◆ **Что нужно сделать**
a – Процитируйте исходный фрагмент от слов «Поначалу мне многое» до слов «другой сметет радикалов.».
b – Куда, согласно исходному фрагменту, отец отправился на ленч с лордом Ротшильдом?

◆ **Исходный фрагмент**
------------------------------------------------------------
Конечно, я был его горячим приверженцем, как и на свой, тихий лад миссис Эверест, ставшая к этому времени ключницей в бабушкином доме на Гровенор-сквер, 50, куда мы все перебрались из экономии. После двадцати лет верной службы она ушла на покой и доверила все свои сбережения моему отцу. На своем кабриолете отец покатил в Нью-Корт на сговоренный ленч с лордом Ротшильдом, имея целью поместить эти средства надежно и выгодно. Я хорошо знал, что консерваторы из «старой банды» были обязаны своим долгим правлением его единоличной борьбе за возрождение торийской демократии, а когда он допустил свой первый — и серьезный — промах, они выказали полное отсутствие великодушия и признательности. Понятное дело, мы предвкушали его возвращение во власть. Детьми мы видели, как на улице прохожие снимали шляпы, а рабочие люди улыбались, завидев его пышные усы. Многие годы я читал каждое его выступление и все, что писали о нем газеты. Он был всего-навсего рядовой член парламента и вообще сам по себе, но, что бы он ни сказал даже в самом крохотном собрании, слово в слово повторялось во всех газетах, каждую фразу разбирали по косточкам и взвешивали. И сейчас, казалось, пришел его час.
Меня отвезли в Лондон, и я с одра заинтересованно следил за политическими событиями 1893 года. Я отлично ориентировался в них. Мать отчитывалась во всем, что услышала, а мистер Эдвард Марчбанкс, впоследствии лорд Туидмаут, «главный кнут» Гладстона, был женат на папиной сестре Фанни. Так что мы вчуже разделяли удовлетворение либералов, после долгого изгнания вернувшихся к власти. До нас доносились какие-то их надежды и страхи. В те дни политическая жизнь, казалось мне, била ключом и была важнее всего на свете. Ее направляли государственные мужи, люди командного ума и склада. По привычке и из чувства долга вносило свою лепту в политику высшее сословие, занимавшее разные посты. Из спортивного интереса следил за ней рабочий люд, как имевший право голоса, так и не имевший. Народ вникал в государственные дела и судил о способностях публичных деятелей, как нынче это происходит с крикетом и футболом. Газеты с готовностью потворствовали одновременно просвещенному и простонародному вкусу.
Поначалу мне многое спускали как инвалиду, и я весь отдался наблюдению за последней великой парламентской баталией мистера Гладстона. Она затмила для меня кошмарный (последний из трех возможных!) Экзамен, который маячил в августе. В это медленно текущее время я не мог не почувствовать, что речи отца уже не так хороши, как прежде. Иногда они были блистательны, но в целом он терял почву под ногами. Конечно, я надеялся вырасти и подоспеть ему на помощь. Я знал, что такое предложение его бы только рассмешило. Но я думал об Остине Чемберлене, которому позволили сражаться на отцовской стороне, о Герберте Гладстоне, который помогал «Великому старцу» валить дубки и всюду появлялся с ним, и мечтал о времени, когда торийская демократия одной рукой погонит «старую банду», а другой сметет радикалов.
------------------------------------------------------------
◆ **Исходные данные**
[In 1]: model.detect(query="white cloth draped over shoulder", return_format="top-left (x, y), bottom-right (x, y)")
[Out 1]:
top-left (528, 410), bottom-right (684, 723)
------------------------------------------------------------
◆ **Список решений**
a –
Поначалу мне многое спускали как инвалиду, и я весь отдался наблюдению за последней великой парламентской баталией мистера Гладстона. Она затмила для меня кошмарный (последний из трех возможных!) Экзамен, который маячил в августе. В это медленно текущее время я не мог не почувствовать, что речи отца уже не так хороши, как прежде. Иногда они были блистательны, но в целом он терял почву под ногами. Конечно, я надеялся вырасти и подоспеть ему на помощь. Я знал, что такое предложение его бы только рассмешило. Но я думал об Остине Чемберлене, которому позволили сражаться на отцовской стороне, о Герберте Гладстоне, который помогал «Великому старцу» валить дубки и всюду появлялся с ним, и мечтал о времени, когда торийская демократия одной рукой погонит «старую банду», а другой сметет радикалов.

b – В Нью-Корт.